* **WORK TO DO**
Are you able to quote each entry exactly as written?

* **EXTRACTED DATA**
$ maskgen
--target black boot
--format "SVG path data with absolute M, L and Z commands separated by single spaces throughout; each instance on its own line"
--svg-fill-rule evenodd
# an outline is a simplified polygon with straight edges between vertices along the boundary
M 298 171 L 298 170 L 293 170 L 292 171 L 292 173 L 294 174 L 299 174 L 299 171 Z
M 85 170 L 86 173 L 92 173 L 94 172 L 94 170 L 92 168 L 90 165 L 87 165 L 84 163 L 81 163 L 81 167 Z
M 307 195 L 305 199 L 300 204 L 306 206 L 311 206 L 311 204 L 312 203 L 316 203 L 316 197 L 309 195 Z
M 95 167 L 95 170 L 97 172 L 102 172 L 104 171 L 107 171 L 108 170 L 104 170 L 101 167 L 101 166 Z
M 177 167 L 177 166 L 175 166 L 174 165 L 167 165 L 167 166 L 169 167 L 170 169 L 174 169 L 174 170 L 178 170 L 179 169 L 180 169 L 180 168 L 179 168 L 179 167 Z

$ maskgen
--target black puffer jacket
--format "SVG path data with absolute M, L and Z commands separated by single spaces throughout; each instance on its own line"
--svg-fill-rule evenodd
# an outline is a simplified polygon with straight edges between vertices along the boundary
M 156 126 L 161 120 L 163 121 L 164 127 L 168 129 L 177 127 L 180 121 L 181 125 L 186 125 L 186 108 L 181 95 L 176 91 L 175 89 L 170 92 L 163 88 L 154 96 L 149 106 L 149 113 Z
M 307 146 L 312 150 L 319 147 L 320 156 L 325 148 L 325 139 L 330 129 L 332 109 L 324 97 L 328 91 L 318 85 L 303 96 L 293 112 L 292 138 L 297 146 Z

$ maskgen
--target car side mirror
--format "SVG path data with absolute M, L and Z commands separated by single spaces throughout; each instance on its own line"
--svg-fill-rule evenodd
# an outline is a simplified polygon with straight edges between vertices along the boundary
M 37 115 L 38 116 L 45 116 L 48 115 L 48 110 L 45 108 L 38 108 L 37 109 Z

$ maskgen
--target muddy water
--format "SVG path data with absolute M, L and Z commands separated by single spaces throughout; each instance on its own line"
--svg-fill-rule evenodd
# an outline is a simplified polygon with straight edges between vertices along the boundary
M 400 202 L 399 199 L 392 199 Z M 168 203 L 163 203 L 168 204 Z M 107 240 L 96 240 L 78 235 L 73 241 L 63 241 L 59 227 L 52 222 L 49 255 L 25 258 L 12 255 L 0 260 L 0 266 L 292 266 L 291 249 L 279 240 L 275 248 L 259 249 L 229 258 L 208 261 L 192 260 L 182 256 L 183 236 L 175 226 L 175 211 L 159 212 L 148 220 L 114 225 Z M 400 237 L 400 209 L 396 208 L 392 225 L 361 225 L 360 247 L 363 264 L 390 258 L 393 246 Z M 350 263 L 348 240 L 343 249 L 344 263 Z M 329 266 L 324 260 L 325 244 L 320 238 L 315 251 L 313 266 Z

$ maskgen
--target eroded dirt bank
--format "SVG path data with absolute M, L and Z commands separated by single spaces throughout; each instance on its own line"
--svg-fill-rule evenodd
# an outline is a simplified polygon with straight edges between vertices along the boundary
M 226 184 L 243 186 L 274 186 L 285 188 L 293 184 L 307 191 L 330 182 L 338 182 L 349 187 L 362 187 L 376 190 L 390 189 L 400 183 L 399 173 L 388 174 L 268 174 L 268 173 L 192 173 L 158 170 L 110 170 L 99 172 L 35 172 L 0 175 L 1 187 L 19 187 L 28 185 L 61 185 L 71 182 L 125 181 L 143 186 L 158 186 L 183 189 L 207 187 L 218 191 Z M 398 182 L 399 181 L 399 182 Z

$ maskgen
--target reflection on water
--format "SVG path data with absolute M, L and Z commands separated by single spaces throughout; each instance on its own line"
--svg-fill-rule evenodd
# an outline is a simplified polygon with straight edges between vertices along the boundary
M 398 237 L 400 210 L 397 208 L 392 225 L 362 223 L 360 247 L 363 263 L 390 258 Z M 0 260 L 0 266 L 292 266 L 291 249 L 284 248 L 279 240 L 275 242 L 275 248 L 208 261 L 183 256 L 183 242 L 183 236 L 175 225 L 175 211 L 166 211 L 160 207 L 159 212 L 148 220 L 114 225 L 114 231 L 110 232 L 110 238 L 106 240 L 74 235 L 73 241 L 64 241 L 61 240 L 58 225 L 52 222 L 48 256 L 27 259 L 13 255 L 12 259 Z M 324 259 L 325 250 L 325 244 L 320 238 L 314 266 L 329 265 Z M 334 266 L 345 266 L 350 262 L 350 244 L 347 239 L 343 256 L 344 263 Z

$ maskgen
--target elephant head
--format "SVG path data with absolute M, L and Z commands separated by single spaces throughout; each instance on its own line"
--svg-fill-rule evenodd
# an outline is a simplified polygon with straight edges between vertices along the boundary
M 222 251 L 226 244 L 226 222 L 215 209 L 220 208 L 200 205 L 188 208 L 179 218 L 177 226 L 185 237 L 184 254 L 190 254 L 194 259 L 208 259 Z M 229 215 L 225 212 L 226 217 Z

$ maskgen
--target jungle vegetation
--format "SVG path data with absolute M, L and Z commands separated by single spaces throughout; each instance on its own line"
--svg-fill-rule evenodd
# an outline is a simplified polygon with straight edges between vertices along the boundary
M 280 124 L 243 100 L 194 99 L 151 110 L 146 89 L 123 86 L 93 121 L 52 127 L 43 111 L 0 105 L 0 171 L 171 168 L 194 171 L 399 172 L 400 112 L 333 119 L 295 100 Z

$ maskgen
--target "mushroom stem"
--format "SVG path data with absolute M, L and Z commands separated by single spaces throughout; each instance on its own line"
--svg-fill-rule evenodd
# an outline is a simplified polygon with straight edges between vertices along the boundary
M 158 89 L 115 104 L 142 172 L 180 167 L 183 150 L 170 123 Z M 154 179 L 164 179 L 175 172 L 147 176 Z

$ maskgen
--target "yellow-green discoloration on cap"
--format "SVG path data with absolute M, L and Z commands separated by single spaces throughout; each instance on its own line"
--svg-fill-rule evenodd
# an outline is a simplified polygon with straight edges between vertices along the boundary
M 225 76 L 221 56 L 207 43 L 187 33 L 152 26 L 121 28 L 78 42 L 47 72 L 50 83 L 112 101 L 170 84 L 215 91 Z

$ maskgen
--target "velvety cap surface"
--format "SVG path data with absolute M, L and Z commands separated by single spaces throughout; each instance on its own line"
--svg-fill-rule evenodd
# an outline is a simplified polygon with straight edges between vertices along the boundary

* **RESULT OF THE EXERCISE**
$ maskgen
--target black boot
--format "SVG path data with absolute M, L and Z commands separated by single spaces throughout; each instance on its own line"
--svg-fill-rule evenodd
# an outline is a simplified polygon with straight edges between vertices along the boundary
M 298 171 L 298 170 L 293 170 L 292 171 L 292 173 L 294 174 L 299 174 L 299 171 Z
M 85 170 L 86 173 L 92 173 L 94 172 L 94 170 L 92 168 L 90 165 L 87 165 L 84 163 L 81 163 L 81 167 Z
M 307 195 L 305 199 L 300 204 L 306 206 L 311 206 L 311 204 L 312 203 L 316 203 L 316 197 L 309 195 Z
M 95 167 L 95 170 L 97 172 L 102 172 L 104 171 L 107 171 L 108 170 L 104 170 L 101 167 L 101 166 Z
M 177 167 L 177 166 L 175 166 L 174 165 L 167 165 L 167 166 L 169 167 L 170 169 L 174 169 L 174 170 L 178 170 L 179 169 L 180 169 L 180 168 L 179 168 L 179 167 Z

$ maskgen
--target black puffer jacket
--format "SVG path data with absolute M, L and Z commands separated by single spaces throughout; each instance on its own line"
--svg-fill-rule evenodd
# an outline is a simplified polygon with straight edges between vertices along the boundary
M 156 126 L 161 120 L 163 121 L 164 127 L 168 129 L 177 127 L 180 121 L 181 125 L 186 125 L 186 108 L 181 95 L 176 91 L 175 89 L 170 92 L 163 88 L 154 96 L 149 106 L 149 113 Z
M 307 146 L 312 150 L 319 147 L 320 156 L 325 148 L 325 139 L 330 129 L 332 109 L 324 97 L 328 91 L 318 85 L 303 96 L 293 112 L 292 138 L 297 146 Z

$ maskgen
--target car side mirror
--format "SVG path data with absolute M, L and Z commands separated by single spaces throughout; each instance on its own line"
--svg-fill-rule evenodd
# an outline is a simplified polygon with straight edges between vertices along the boundary
M 37 115 L 38 116 L 45 116 L 48 115 L 48 110 L 45 108 L 38 108 L 37 109 Z

$ maskgen
--target muddy water
--format "SVG path data with absolute M, L and Z commands separated by single spaces throughout; each instance on its own line"
--svg-fill-rule evenodd
# an outline is a simplified polygon with straight edges between vertices along the boundary
M 400 202 L 399 199 L 392 199 Z M 168 203 L 163 203 L 168 204 Z M 107 240 L 96 240 L 78 235 L 73 241 L 63 241 L 59 227 L 52 222 L 49 255 L 25 258 L 12 255 L 0 260 L 0 266 L 292 266 L 291 249 L 279 240 L 275 248 L 259 249 L 229 258 L 208 261 L 192 260 L 182 256 L 183 236 L 175 226 L 175 211 L 159 212 L 148 220 L 114 225 Z M 400 237 L 400 209 L 396 208 L 392 225 L 361 225 L 360 247 L 363 264 L 390 258 L 393 246 Z M 350 263 L 348 240 L 343 249 L 344 263 Z M 329 266 L 324 260 L 325 244 L 320 238 L 315 251 L 313 266 Z

$ maskgen
--target eroded dirt bank
--format "SVG path data with absolute M, L and Z commands separated by single spaces throughout; each instance on its own line"
--svg-fill-rule evenodd
# an outline is a simplified polygon with straight edges between vertices along the boundary
M 226 184 L 243 186 L 274 186 L 285 188 L 293 184 L 307 191 L 330 182 L 338 182 L 349 187 L 362 187 L 376 190 L 390 189 L 400 183 L 399 173 L 388 174 L 268 174 L 268 173 L 192 173 L 158 170 L 110 170 L 99 172 L 35 172 L 0 175 L 1 187 L 19 187 L 28 185 L 61 185 L 71 182 L 125 181 L 143 186 L 158 186 L 183 189 L 207 187 L 218 191 Z M 398 182 L 399 181 L 399 182 Z

$ maskgen
--target reflection on water
--format "SVG path data with absolute M, L and Z commands separated by single spaces throughout; each instance on its own line"
--svg-fill-rule evenodd
# an outline is a simplified polygon with straight edges between vertices along the boundary
M 398 237 L 400 210 L 397 208 L 392 225 L 362 223 L 360 247 L 363 263 L 390 258 Z M 0 260 L 0 266 L 292 266 L 291 249 L 284 248 L 279 240 L 275 242 L 275 248 L 208 261 L 183 256 L 183 242 L 183 236 L 175 225 L 175 211 L 166 211 L 160 207 L 159 212 L 148 220 L 114 225 L 114 231 L 110 232 L 110 238 L 106 240 L 74 235 L 73 241 L 64 241 L 61 240 L 58 225 L 52 222 L 48 256 L 27 259 L 13 255 L 12 259 Z M 324 259 L 325 250 L 325 244 L 320 238 L 314 266 L 329 265 Z M 334 266 L 345 266 L 350 262 L 350 244 L 347 239 L 343 256 L 344 263 Z

$ maskgen
--target elephant head
--format "SVG path data with absolute M, L and Z commands separated by single spaces throughout; each instance on its own line"
--svg-fill-rule evenodd
# an outline is a simplified polygon with straight edges between vertices along the boundary
M 222 251 L 226 244 L 226 222 L 215 209 L 220 208 L 200 205 L 188 208 L 179 218 L 177 226 L 185 237 L 184 254 L 190 254 L 194 259 L 208 259 Z M 229 215 L 225 212 L 226 217 Z

$ maskgen
--target jungle vegetation
--format "SVG path data with absolute M, L and Z commands separated by single spaces throughout; each instance on its own line"
--svg-fill-rule evenodd
# an outline is a simplified polygon with straight edges between vertices along the boundary
M 280 124 L 243 100 L 194 99 L 151 110 L 146 89 L 123 86 L 93 121 L 52 127 L 43 111 L 0 105 L 0 171 L 171 168 L 194 171 L 399 172 L 400 112 L 333 119 L 295 100 Z

$ maskgen
--target "mushroom stem"
--format "SVG path data with absolute M, L and Z commands separated by single spaces throughout; each instance on its own line"
--svg-fill-rule evenodd
# an outline is a simplified polygon with straight edges between vertices along the boundary
M 158 89 L 115 104 L 142 172 L 180 167 L 183 150 L 170 123 Z M 154 179 L 164 179 L 175 172 L 147 176 Z

$ maskgen
--target "yellow-green discoloration on cap"
--format "SVG path data with absolute M, L and Z commands separated by single spaces throughout; each instance on its own line"
--svg-fill-rule evenodd
# an outline is a simplified polygon with straight edges between vertices along the boundary
M 225 76 L 221 56 L 207 43 L 187 33 L 152 26 L 121 28 L 78 42 L 47 72 L 50 83 L 112 101 L 170 84 L 215 91 Z

$ maskgen
--target "velvety cap surface"
--format "SVG path data with absolute M, L and Z commands separated by single spaces throughout; each instance on its own line"
--svg-fill-rule evenodd
# an outline is a simplified polygon with straight edges between vertices along the boundary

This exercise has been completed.